____ SOURCE PASSAGE
Alchemy of the Invisible

“The truly exact work of art is a metaphor of the universe”[1]

I will not forget the first time I saw a work by Cameron Robbins.

Sitting in a large metal framework, just inside the gallery window, were two sizeable, egg-shaped glass vessels.

Drawn closer, I watched as marvelous vortices trapped inside each vessel swirled gently and consistently, like elegant liquid tornadoes.

Then, attached to the frame, I noticed two gun-sights aiming at the Fitzroy Town Hall…

Titled Sniper, this work humorously invoked a real tornado to evacuate those within the Town Hall and their inadequate decision-making processes.

Robbins’ work often creates such discrete environments, increasing its conceptual and material possibilities.  This extends the viewer’s encounter – from the visual to the physical – arousing curiosity as to how they are made, and what they are for.

His acute awareness of our environment, and what it is composed of, has driven his desire to capture it, express it, and draw our attention to things we may not normally notice.  It is the invisible, the intangible, the “incommensurable”, that attracts him most strongly.

Motion, sound, light, drawings; Robbins produces intriguing structures that aestheticise our universe, creating some visual or aural experience and sensitising us to nature.  At times contingency and indeterminacy enhances the work, making it exciting: what will be the result?  What will we ‘see’, or ‘hear’?

Engaging on visual, physical and intellectual levels, his work remains open to interpretation. It also challenges historicist and idealist paradigms of artistic, political and economic thought.

We could go back to Duchamp, Picabia, Hannah Hoch and Jean Tinguely – to Dada – when ‘machine art’ critiqued industrial and economic power structures and bourgeois art.

We could go back to Beuys, to ‘process art’, when creating was more important than aesthetics.  He projected a better future, better relationships with the environment, a new democracy, a new freedom, through creativity.  He said: “Sculpture… must always obstinately question the basic premises of the prevailing culture”[2].

In the 60s and 70s, a dissatisfaction with capitalism’s emphasis on acquiring material objects and it’s failure to cultivate non-material values drove artists to create works as ephemeral objects, or activities.  They expressed ideas that encouraged social and cultural change.

Fluxus; Yves Klein; Australian artists including Tony Coeling, Domenico de Clario, Stelarc and Dave Morrisey… they worked with music, energy, or the environment; their works asked questions about who we are and what we are doing with our lives, our environment.  They made us think about how we could make things better.
________
Reproduce word for word everything in the essay on Cameron Robbins from "I will not forget" down to "elegant liquid tornadoes.".
____ DATA SECTION
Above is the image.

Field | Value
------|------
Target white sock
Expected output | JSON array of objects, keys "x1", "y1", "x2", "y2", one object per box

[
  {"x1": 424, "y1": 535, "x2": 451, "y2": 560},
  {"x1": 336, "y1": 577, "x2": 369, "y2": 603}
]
________
▸ SOLVED PROBLEM:
I will not forget the first time I saw a work by Cameron Robbins.

Sitting in a large metal framework, just inside the gallery window, were two sizeable, egg-shaped glass vessels.

Drawn closer, I watched as marvelous vortices trapped inside each vessel swirled gently and consistently, like elegant liquid tornadoes.